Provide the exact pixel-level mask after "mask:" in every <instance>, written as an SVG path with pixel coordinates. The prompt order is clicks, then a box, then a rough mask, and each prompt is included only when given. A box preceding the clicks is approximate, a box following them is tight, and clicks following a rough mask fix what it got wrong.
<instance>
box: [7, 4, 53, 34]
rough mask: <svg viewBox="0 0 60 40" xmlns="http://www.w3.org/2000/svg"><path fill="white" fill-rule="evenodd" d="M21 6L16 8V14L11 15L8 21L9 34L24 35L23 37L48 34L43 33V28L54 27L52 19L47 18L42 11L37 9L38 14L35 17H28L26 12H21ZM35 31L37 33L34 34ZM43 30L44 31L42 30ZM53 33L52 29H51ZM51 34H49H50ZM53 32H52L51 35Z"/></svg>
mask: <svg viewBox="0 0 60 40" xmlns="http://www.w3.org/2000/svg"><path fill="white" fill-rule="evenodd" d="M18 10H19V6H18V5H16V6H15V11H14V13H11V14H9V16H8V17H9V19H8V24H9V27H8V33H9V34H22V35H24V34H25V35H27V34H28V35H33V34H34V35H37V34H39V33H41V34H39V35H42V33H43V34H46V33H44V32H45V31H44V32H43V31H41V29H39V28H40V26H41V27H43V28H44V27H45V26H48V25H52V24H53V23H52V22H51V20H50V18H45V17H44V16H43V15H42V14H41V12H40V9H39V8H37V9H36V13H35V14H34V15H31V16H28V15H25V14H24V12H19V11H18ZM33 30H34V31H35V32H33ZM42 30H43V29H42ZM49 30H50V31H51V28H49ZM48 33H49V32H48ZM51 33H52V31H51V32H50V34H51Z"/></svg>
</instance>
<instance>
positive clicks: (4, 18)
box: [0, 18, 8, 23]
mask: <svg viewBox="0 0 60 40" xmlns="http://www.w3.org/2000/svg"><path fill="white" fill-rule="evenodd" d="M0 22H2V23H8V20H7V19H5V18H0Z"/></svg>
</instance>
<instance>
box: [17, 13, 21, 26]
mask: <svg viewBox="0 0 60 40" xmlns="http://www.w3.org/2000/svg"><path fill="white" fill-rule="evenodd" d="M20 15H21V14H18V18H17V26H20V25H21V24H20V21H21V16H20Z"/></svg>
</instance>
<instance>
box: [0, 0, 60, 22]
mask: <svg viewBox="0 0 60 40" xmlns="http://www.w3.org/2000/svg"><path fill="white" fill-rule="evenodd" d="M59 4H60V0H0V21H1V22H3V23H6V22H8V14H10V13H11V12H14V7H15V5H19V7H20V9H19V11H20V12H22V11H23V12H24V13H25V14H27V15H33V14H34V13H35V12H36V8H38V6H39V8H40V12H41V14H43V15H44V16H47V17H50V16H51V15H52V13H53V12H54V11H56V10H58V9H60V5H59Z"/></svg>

What the exercise asks:
Every line from the start of the material above through the line that contains "positive clicks: (4, 18)" must be written out exactly, with both ends included.

Your response:
Provide the exact pixel-level mask after "mask:" in every <instance>, written as an SVG path with pixel coordinates. The prompt order is clicks, then a box, then a rough mask, and each prompt is included only when given. A box preceding the clicks is approximate, a box following them is tight, and clicks following a rough mask fix what it got wrong.
<instance>
box: [7, 4, 53, 34]
rough mask: <svg viewBox="0 0 60 40" xmlns="http://www.w3.org/2000/svg"><path fill="white" fill-rule="evenodd" d="M21 6L16 8V14L11 15L8 21L9 34L24 35L23 37L48 34L43 33V28L54 27L52 19L47 18L42 11L37 9L38 14L35 17H28L26 12H21ZM35 31L37 33L34 34ZM43 30L44 31L42 30ZM53 33L52 29H51ZM51 34H49H50ZM53 32H52L51 35Z"/></svg>
mask: <svg viewBox="0 0 60 40" xmlns="http://www.w3.org/2000/svg"><path fill="white" fill-rule="evenodd" d="M18 10H19V6H18V5H16V6H15V11H14V13H11V14H9V16H8V17H9V19H8V24H9V27H8V33H9V34H22V35H24V34H25V35H27V34H28V35H33V34H34V35H37V34H39V33H41V34H39V35H42V33H43V34H46V33H44V32H45V31H44V32H43V31H41V29H39V28H40V26H41V27H43V28H44V27H45V26H48V25H52V24H53V23H52V22H51V20H50V18H45V17H44V16H43V15H42V14H41V12H40V9H39V8H37V9H36V13H35V14H34V15H31V16H28V15H25V14H24V12H19V11H18ZM33 30H34V31H35V32H33ZM42 30H43V29H42ZM49 30H50V31H51V28H49ZM48 33H49V32H48ZM51 33H52V31H51V32H50V34H51Z"/></svg>
</instance>
<instance>
positive clicks: (4, 18)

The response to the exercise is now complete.